**To do:**
Reproduce word for word the lines of the items below, from the line containing "Each instance of the black" up to and including the last line of the items.

**Data lines:**
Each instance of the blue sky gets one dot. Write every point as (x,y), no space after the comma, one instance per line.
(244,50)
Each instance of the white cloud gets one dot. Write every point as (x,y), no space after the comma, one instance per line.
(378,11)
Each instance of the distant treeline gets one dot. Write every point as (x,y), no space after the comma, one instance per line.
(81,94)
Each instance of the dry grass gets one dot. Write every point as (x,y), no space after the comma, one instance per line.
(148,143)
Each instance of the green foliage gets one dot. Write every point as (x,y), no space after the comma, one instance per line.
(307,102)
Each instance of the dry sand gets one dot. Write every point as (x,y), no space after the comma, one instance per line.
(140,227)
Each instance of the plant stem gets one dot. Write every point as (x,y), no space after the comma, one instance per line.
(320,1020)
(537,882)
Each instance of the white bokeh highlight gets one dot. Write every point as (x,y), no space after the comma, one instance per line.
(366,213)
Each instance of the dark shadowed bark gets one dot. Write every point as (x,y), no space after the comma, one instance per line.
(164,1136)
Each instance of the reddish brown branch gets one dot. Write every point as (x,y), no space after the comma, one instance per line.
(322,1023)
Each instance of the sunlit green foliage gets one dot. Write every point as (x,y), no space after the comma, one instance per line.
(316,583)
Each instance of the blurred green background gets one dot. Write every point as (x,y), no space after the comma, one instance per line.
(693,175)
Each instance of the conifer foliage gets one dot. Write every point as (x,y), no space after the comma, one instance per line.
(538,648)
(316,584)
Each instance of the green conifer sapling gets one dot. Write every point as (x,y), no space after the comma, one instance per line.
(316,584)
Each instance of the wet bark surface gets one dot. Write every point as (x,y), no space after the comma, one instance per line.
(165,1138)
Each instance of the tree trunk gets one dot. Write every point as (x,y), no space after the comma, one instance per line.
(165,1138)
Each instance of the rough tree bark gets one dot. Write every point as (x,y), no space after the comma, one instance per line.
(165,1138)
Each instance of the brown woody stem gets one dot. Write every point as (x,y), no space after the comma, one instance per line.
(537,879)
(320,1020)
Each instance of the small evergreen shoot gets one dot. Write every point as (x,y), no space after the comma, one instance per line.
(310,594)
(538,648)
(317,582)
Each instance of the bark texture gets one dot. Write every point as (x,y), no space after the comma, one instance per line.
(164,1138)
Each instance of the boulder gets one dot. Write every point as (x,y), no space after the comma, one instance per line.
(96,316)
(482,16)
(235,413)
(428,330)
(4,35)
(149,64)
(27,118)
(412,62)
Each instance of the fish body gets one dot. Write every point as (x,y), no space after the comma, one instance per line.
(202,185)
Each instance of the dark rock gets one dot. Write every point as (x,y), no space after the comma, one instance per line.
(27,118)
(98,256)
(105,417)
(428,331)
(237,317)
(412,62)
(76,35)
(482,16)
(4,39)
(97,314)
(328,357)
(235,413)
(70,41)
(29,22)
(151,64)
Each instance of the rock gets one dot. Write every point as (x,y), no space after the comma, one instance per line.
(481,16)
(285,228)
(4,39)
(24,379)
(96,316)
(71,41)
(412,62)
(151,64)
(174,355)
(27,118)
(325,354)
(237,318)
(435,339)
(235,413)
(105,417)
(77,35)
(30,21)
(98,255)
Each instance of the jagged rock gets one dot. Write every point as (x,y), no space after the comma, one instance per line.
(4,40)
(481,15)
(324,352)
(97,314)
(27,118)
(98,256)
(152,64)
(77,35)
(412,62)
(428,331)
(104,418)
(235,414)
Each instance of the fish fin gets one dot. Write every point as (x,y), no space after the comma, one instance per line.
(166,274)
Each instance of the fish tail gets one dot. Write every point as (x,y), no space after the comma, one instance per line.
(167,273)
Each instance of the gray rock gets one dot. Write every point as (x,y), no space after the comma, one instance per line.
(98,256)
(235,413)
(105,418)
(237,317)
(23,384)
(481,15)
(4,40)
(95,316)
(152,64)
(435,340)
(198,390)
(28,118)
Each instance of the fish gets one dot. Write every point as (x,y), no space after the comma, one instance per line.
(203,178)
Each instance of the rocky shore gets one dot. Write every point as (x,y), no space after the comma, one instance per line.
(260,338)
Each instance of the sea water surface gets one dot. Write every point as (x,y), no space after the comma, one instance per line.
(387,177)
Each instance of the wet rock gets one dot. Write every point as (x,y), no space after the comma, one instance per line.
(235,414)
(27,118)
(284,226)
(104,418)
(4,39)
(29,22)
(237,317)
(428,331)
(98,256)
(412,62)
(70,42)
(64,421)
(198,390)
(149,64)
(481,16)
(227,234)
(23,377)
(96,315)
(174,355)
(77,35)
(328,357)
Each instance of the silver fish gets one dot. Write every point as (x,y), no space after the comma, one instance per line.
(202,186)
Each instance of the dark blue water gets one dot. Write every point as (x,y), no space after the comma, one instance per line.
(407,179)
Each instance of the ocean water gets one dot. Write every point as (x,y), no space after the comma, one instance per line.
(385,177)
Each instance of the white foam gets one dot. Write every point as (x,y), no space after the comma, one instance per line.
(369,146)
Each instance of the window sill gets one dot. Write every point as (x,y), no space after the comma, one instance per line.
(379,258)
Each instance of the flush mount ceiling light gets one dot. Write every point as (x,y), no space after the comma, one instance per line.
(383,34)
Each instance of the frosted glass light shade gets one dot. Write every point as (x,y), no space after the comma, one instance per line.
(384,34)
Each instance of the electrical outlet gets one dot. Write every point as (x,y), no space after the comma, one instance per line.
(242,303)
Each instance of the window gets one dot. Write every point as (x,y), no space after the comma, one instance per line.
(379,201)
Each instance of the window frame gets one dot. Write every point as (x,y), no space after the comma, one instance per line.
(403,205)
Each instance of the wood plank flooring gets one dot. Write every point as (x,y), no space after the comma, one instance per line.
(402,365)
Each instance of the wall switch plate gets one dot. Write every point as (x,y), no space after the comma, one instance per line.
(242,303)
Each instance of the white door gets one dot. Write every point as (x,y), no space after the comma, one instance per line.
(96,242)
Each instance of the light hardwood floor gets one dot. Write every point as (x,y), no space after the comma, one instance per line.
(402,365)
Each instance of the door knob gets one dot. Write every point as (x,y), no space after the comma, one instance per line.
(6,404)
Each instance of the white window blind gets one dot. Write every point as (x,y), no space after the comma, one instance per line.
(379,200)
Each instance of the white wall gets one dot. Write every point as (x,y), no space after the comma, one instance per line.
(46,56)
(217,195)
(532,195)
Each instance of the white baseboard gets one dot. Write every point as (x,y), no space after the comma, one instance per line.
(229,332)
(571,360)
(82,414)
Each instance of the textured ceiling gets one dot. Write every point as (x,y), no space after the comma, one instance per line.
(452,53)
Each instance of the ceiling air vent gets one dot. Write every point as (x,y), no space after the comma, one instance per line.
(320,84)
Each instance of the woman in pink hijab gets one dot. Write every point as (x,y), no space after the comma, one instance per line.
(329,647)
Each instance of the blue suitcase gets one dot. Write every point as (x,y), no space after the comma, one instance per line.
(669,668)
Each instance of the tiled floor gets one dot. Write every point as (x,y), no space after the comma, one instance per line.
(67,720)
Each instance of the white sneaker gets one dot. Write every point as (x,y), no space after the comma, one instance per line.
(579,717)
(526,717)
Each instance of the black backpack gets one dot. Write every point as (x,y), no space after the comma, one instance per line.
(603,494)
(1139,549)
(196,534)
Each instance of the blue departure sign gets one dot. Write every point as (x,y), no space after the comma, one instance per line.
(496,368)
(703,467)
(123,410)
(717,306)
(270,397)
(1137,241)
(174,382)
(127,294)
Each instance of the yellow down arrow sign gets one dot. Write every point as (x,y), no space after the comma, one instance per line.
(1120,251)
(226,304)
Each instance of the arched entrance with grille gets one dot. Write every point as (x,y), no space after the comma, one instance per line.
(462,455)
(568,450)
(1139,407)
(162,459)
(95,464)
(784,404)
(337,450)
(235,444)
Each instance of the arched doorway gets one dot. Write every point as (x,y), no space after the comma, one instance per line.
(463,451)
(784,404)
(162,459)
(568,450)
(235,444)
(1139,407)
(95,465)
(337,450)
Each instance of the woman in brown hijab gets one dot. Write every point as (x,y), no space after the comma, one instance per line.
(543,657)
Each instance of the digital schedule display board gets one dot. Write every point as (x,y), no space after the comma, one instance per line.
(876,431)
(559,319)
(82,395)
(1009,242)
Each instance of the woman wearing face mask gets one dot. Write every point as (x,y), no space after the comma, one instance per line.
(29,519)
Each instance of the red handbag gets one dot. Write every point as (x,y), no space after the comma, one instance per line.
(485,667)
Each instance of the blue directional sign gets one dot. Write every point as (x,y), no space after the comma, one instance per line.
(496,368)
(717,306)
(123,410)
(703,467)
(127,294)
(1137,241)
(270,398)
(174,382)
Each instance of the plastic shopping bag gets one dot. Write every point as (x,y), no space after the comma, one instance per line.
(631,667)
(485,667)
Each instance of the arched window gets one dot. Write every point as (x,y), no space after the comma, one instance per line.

**Exercise solution:**
Each instance of the black backpack gets one dot. Write every point as (x,y), no space after the comma, one instance per line.
(603,494)
(1139,549)
(196,534)
Each instance of the blue departure sign gets one dot. Write every point as (x,y), no space after the comma, one instance per line.
(496,368)
(703,467)
(123,410)
(717,306)
(270,397)
(1137,241)
(174,382)
(127,294)
Each instance of the yellow down arrow sign gets one dot. Write every point as (x,y), no space after the comma, one instance per line.
(1120,251)
(226,304)
Each instance of the arched entrance with grille gets one dot. Write every point as (x,y), no space after the comma, one instance per line.
(462,455)
(568,450)
(1139,407)
(162,459)
(95,464)
(784,404)
(337,450)
(235,444)
Each instance of the arched doorway gets one dot. Write every point as (x,y), no space after the comma, one instance per line.
(463,451)
(784,404)
(162,459)
(568,450)
(235,444)
(1139,407)
(95,465)
(337,450)
Each instance of the woman in brown hijab gets one dot. Write every point as (x,y), no space after the comma, one instance per line.
(543,657)
Each instance of the digital schedule display board gets one dot. Write every point as (x,y), no space after the comma, one instance per line.
(876,431)
(559,319)
(82,395)
(1009,242)
Each instance of the woman wearing face mask gets one dot. Write every point as (x,y), no space after the comma, one instance per line.
(29,519)
Each instance of the red handbag gets one dot. Write every point as (x,y), no space after the comma, one instance per line.
(485,667)
Each instance of the blue directional sign gets one dot. Write every point as (x,y), no space after the comma, one instance per line.
(496,368)
(717,306)
(123,410)
(703,467)
(127,294)
(1137,241)
(270,398)
(174,382)
Each instance of the plastic shopping bag gets one dot. Write every point as (x,y), no space after the comma, one instance per line.
(631,667)
(485,667)
Each instance of the arched window gets one dot. Write every point as (x,y), no space after the comma, one instance per line.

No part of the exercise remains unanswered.